Lines to return, exactly: from the line with "Guideline: for every instance of the mountain, the" to the line with "Guideline: for every instance of the dense" in the entries below, both included.

Point localization data
▬▬▬
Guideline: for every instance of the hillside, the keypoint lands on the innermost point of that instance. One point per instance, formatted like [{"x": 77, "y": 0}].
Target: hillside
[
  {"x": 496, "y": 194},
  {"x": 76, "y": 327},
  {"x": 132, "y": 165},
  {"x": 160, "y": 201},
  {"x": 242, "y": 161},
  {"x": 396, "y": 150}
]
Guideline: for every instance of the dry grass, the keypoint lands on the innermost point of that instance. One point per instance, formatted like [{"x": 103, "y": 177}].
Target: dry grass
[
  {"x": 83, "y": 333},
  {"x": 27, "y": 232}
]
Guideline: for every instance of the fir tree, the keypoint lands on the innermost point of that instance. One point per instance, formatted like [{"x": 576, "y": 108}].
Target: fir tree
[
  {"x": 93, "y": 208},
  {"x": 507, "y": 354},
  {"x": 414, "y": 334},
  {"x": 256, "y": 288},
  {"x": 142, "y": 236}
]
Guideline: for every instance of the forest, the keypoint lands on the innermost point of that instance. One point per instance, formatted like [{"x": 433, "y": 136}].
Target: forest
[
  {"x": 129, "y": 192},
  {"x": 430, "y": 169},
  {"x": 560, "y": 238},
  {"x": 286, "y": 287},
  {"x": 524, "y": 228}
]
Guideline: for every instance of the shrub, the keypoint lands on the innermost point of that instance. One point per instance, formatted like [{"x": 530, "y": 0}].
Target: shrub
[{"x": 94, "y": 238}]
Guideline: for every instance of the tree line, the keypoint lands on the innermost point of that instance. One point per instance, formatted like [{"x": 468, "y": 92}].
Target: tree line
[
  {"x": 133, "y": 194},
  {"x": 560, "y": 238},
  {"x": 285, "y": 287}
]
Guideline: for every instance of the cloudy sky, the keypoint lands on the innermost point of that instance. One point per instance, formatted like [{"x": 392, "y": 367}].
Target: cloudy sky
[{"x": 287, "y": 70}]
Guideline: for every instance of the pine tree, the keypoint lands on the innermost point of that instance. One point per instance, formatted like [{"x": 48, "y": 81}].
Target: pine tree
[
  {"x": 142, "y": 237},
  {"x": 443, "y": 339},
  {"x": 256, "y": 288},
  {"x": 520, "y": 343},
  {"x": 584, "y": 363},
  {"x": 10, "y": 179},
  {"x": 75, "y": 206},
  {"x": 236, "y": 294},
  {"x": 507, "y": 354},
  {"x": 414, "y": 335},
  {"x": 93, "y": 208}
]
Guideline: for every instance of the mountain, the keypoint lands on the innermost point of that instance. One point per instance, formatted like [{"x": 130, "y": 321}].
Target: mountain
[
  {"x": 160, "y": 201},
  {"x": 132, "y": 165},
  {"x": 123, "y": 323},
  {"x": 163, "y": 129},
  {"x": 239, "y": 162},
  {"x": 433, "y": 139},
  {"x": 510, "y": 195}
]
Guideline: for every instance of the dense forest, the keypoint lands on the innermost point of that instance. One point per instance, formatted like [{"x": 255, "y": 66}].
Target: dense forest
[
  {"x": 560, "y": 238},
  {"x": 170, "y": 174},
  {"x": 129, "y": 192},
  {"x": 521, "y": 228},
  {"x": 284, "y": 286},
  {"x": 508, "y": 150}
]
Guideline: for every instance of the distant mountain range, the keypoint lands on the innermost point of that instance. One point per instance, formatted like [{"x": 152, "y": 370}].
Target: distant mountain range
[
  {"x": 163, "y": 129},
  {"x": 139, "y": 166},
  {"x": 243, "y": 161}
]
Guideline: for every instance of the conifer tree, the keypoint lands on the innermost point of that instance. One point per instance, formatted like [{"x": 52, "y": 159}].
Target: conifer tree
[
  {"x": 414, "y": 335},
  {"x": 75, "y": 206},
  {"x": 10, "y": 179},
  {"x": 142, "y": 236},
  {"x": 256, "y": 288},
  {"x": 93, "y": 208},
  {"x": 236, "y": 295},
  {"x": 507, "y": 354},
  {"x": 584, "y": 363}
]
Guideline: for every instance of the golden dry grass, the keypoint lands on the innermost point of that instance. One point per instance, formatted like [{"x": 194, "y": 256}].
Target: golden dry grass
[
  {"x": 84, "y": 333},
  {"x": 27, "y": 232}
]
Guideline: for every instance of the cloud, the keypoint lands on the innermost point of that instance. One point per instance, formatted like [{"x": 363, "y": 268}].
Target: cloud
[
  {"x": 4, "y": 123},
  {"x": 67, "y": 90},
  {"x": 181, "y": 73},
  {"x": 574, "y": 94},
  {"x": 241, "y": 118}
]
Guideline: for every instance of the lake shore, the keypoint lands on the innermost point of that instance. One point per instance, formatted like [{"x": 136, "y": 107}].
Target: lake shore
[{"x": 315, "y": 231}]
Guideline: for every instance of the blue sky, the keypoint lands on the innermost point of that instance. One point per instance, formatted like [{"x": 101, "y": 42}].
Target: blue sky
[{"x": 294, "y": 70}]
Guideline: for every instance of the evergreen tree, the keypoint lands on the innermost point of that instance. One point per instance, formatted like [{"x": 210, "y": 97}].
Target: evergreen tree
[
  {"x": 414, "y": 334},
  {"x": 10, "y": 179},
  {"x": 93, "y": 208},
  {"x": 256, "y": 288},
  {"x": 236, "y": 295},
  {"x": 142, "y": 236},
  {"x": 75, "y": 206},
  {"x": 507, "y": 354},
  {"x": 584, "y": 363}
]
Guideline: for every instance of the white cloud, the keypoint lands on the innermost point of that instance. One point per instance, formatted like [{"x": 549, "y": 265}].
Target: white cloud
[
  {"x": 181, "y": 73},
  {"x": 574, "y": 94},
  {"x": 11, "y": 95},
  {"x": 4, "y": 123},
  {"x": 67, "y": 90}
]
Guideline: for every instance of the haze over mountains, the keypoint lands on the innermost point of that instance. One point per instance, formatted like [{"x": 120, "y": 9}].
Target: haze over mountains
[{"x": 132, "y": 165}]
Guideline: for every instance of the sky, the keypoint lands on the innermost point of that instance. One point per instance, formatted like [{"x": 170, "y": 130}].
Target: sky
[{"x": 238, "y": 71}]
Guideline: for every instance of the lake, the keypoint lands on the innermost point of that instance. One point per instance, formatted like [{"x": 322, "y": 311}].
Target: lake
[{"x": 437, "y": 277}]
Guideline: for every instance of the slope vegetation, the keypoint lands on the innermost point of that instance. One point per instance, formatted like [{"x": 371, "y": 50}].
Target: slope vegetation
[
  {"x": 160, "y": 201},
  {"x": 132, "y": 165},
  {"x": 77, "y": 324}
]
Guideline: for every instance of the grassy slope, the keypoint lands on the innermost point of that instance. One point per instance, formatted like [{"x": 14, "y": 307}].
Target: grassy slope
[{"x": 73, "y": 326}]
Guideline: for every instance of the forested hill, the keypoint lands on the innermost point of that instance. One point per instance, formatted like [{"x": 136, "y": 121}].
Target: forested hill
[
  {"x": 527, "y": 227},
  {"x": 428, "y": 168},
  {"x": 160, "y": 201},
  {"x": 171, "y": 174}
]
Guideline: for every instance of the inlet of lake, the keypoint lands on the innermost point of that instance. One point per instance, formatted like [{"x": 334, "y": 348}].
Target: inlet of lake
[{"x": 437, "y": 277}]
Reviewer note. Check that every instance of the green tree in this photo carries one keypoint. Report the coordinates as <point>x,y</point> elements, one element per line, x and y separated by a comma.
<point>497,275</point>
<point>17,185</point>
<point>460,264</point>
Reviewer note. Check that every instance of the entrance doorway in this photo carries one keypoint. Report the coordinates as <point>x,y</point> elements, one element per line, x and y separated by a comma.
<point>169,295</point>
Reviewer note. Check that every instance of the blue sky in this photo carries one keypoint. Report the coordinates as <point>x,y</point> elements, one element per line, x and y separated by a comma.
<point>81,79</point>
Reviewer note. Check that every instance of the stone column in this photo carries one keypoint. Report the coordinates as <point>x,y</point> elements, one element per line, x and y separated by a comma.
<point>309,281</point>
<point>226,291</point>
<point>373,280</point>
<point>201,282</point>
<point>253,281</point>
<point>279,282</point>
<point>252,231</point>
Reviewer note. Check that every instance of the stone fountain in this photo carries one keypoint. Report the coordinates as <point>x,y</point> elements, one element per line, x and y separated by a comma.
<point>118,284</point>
▬▬▬
- [SOLUTION BELOW]
Guideline: for every instance of the mountain, the keypoint lands on the innermost point of that instance. One point per instance, formatted like [{"x": 130, "y": 321}].
Target: mountain
[
  {"x": 160, "y": 201},
  {"x": 132, "y": 165},
  {"x": 123, "y": 323},
  {"x": 163, "y": 129},
  {"x": 239, "y": 162},
  {"x": 433, "y": 139},
  {"x": 510, "y": 195}
]
Guideline: for every instance of the dense forest, the keypoint lands on the innermost point of that instance. One point per instance, formatted like [{"x": 255, "y": 66}].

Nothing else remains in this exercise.